### WHAT THIS TASK INVOLVES
Search the data below for the string "query" and copy all lines where it shows up.

═════ RECORDS FOR THE EXERCISE

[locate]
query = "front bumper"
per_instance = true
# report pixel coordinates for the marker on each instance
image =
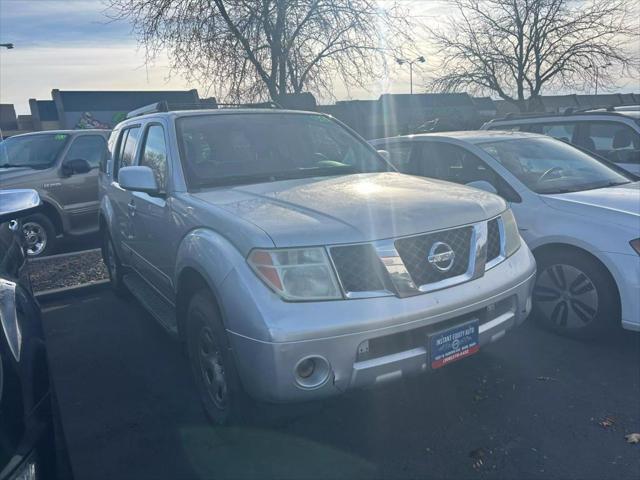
(370, 341)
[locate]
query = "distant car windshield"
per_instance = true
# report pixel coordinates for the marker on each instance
(231, 149)
(546, 165)
(33, 151)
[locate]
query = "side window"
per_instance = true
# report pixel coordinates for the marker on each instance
(154, 154)
(561, 131)
(92, 148)
(455, 164)
(400, 155)
(127, 150)
(614, 141)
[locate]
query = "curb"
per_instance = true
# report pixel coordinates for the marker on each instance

══════════

### TASK RESPONSE
query = "front bumper"
query = "distant car windshield"
query = "side window"
query = "curb"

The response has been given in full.